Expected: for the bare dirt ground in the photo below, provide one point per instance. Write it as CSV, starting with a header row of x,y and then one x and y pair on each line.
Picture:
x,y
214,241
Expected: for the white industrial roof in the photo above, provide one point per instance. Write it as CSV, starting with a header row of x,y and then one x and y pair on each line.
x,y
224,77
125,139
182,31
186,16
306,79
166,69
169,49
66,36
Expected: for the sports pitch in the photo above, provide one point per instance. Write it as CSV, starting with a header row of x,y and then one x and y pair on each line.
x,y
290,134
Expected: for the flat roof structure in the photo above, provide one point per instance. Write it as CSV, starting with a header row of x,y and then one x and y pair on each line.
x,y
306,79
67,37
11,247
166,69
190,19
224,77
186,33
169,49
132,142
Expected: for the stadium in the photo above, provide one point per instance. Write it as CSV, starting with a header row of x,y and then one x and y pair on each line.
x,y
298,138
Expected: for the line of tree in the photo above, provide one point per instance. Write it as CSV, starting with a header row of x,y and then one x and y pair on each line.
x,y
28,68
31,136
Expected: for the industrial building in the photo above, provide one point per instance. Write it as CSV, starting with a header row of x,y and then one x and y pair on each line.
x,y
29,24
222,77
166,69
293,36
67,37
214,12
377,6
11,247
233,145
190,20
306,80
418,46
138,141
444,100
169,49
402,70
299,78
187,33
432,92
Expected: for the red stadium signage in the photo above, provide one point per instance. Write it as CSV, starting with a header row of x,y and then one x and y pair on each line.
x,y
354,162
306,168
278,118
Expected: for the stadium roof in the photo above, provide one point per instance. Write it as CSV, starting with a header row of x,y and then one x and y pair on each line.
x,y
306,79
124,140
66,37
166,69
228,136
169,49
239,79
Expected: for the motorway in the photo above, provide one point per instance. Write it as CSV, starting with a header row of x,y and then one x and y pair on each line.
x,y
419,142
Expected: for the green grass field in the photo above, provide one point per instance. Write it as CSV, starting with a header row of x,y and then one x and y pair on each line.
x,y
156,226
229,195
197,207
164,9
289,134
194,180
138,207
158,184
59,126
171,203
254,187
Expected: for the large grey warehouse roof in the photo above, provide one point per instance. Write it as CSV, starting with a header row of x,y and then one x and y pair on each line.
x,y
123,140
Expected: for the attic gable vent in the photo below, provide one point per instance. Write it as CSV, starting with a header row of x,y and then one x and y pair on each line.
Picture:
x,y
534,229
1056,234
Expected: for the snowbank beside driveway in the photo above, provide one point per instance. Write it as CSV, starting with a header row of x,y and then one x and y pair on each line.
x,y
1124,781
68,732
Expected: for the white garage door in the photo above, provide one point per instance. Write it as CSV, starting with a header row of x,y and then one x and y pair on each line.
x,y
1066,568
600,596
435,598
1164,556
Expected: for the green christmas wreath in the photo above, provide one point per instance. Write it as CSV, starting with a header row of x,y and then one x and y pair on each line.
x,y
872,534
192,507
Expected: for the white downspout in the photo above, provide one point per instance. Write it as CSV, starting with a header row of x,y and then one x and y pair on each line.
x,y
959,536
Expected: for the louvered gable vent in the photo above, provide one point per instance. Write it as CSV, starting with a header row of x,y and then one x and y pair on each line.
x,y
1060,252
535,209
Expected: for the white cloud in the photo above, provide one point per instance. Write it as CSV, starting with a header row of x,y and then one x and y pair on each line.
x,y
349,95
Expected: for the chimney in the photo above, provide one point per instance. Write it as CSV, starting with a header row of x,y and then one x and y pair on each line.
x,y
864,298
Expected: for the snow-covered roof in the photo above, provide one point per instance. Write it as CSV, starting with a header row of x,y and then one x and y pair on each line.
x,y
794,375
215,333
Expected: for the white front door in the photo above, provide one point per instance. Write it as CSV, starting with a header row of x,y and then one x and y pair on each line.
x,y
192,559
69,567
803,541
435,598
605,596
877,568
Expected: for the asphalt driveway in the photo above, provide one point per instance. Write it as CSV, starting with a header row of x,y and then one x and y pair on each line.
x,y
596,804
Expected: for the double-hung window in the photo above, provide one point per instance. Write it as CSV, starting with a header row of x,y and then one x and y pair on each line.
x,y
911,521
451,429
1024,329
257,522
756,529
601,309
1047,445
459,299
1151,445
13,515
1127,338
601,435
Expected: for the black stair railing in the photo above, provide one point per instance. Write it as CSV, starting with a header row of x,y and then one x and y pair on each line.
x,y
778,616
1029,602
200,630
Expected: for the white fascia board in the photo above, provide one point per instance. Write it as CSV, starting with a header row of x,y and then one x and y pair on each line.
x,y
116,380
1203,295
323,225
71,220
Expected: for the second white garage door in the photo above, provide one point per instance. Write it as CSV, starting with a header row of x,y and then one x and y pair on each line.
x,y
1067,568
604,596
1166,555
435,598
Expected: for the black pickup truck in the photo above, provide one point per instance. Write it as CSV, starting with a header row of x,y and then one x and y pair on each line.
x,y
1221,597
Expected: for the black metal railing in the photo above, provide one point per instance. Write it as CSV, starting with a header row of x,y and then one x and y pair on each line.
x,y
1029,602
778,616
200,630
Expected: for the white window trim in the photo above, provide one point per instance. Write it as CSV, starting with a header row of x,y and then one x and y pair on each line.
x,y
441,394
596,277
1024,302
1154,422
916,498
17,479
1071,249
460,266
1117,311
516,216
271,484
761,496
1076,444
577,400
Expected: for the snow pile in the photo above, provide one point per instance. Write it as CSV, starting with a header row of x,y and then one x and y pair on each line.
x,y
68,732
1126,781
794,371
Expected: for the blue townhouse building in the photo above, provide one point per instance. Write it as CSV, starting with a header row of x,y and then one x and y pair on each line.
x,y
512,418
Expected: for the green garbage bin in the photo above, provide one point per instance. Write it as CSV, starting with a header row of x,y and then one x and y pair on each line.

== == ==

Do this: Transcribe the material above word for word.

Correct response:
Expected: for the bare dirt ground in the photo below, provide one point per instance. Write it as CSV, starting with a header row of x,y and then one x and y pair on each line.
Picture:
x,y
214,241
Expected: for the white industrial roof in the photo above, provide one point per instance. Write it as CSV, starting with a header row of x,y and then one x and y pair on each line.
x,y
224,77
125,139
182,31
186,16
306,79
166,69
169,49
66,36
Expected: for the sports pitch in the photo above, provide one point per instance. Write it as CSV, starting with a header row of x,y and then one x and y pair on each line.
x,y
290,134
Expected: for the flat roof structure in the photo above, provide one point per instance. Write it as CSV, starting with a header row of x,y and then one x and y pair on each line.
x,y
306,79
67,37
11,247
166,69
190,19
224,77
186,33
169,49
132,142
Expected: for the stadium in the photo above, provide one point per instance. Write it as CSV, starting with a header row of x,y and then one x and y pair on each line.
x,y
298,138
Expected: for the line of tree in the photo above, provide one point per instance. Write it as CSV, starting with a header row of x,y and then one x and y pair on each line.
x,y
28,68
31,136
Expected: for the industrial building in the photo above, provide one point per instance. Write it as CSV, starting with a header row of x,y and then one x and y pair on each line.
x,y
29,24
222,77
166,69
293,36
67,37
214,12
377,6
11,247
233,145
190,20
306,80
418,46
138,141
444,100
169,49
402,70
299,78
187,33
432,92
Expected: for the red stadium signage in the photo above, provide one point per instance. Write it as CSV, starting with a header row of x,y and then one x and y pair on each line.
x,y
354,162
306,168
278,118
Expected: for the stadium roof in the photo above, provide one point per instance. Write it as CSV, starting with a header row of x,y and then one x and y pair on each line.
x,y
306,79
124,140
66,37
166,69
228,136
169,49
239,79
Expected: for the motorway in the photo above, provide one point per instance. Write it as CSV, starting with a header row of x,y and then one x and y pair on each line.
x,y
419,142
Expected: for the green grass field in the photo above, provide one point per instance. Write it as CSV, starting with a header row of x,y and then one x and y pair on each line.
x,y
156,226
229,195
197,207
164,9
289,134
194,180
138,207
158,184
59,126
171,203
254,187
Expected: for the large grey warehouse roof in the photo above, provide one point per instance. Write it as CSV, starting with a header row of x,y and then one x and y pair on each line.
x,y
123,140
Expected: for the attic gable vent in the photo below, provide one point per instance. Write it as CSV, starting with a header row of x,y and then one x and y pair on each line.
Picture:
x,y
534,229
1056,234
Expected: for the snowbank beside driveway in the photo above, provide one point per instance. Write it as CSV, starting with a header row of x,y and then one x and y pair on each line.
x,y
1124,781
68,732
Expected: for the white garage door in the photo above, provide one point per instance. Write it as CSV, starting with a header row of x,y and then one x and y pair on each line.
x,y
1066,568
600,596
435,598
1164,556
Expected: for the green christmas wreath in the photo above, provide one point per instance. Write it as CSV, starting with a header row of x,y and then one x and y pair on each line.
x,y
872,534
192,507
Expected: for the white downspout in the photo above, provide one point per instance. Write it as CSV, starting with a header row of x,y and then one x and y pair on each line.
x,y
959,536
Expected: for the louvered gable vent in the photo above, provide one point per instance. Write it as CSV, starting with a header row of x,y and then one x and y pair on each line.
x,y
1060,252
535,209
Expected: for the white cloud in the photo above, provide one point per instance. Write it as CSV, starting with a header row of x,y and then one x and y pair on each line.
x,y
349,95
Expected: for the chimney in the photo above, provide one point per instance. Write it as CSV, starting with a header row of x,y and then one x and y pair on each line.
x,y
864,298
Expected: for the snow-covered roof in the photo above, provide one point per instance. Write it as CSV, starting with a header row of x,y and then one x and y pair on each line.
x,y
794,375
215,333
Expected: for the white front door in the photo above, provide one point per instance. Write it as CSV, starting with a header row of x,y and then one x and y pair on each line.
x,y
192,559
69,567
803,541
435,598
605,596
877,568
Expected: for the asphalt driveway in the photo above, provide one point per instance. Write it as CSV, starting with a header row of x,y and then one x and y pair on each line.
x,y
596,804
Expected: for the double-hung window in the photo above, provide one point per instance. Write it as CSV, starting with a header row of x,y and then one x and y pair on each line.
x,y
911,521
451,429
1024,329
257,522
756,529
601,309
1047,445
459,299
1151,445
13,515
1127,338
601,435
Expected: for the black stair railing in the photo above, provide one point per instance. Write it as CSV, starting with a header row of x,y and then one x and y pair on each line.
x,y
778,616
1029,602
200,630
Expected: for the white fascia board in the photo above, provide one point per instance. Write it as CSV, starting with a header row of x,y and then one x and y pair on each line.
x,y
116,380
1203,295
323,225
71,220
Expected: for the second white garage door in the photo above, provide one point per instance. Write it as CSV, starting with a header row of x,y and then one x and y pair on each line.
x,y
1067,568
604,596
1166,555
435,598
Expected: for the black pickup truck in the photo above, provide one point per instance. Write it as CSV, starting with a header row of x,y and then one x and y pair on each line.
x,y
1221,597
Expected: for the black metal railing in the photo above, provide one point per instance. Write it as CSV, starting with a header row of x,y and then one x and y pair on each line.
x,y
1029,602
778,616
200,630
Expected: for the white window trim in the photo above, provide one point per instance. Write it as CSV, starting with a header row of x,y and then one x and y pair on each line.
x,y
441,394
596,277
1024,302
1154,422
916,498
17,479
1071,249
460,266
1117,311
516,216
271,484
761,496
1076,444
577,400
Expected: for the snow pile in the photo above, provide one point per instance. Write it as CSV, starting with a header row of x,y and then one x and y pair on each line.
x,y
68,732
1126,781
794,371
Expected: for the blue townhouse building in the photo above, provide one point per instance. Write it as CSV, starting with a header row of x,y and then one x and y pair on each line.
x,y
512,418
Expected: for the green garbage bin in the photo above, provide one point per instance. Write it as CSV, starting with a header row of x,y and then one x and y pair on each line.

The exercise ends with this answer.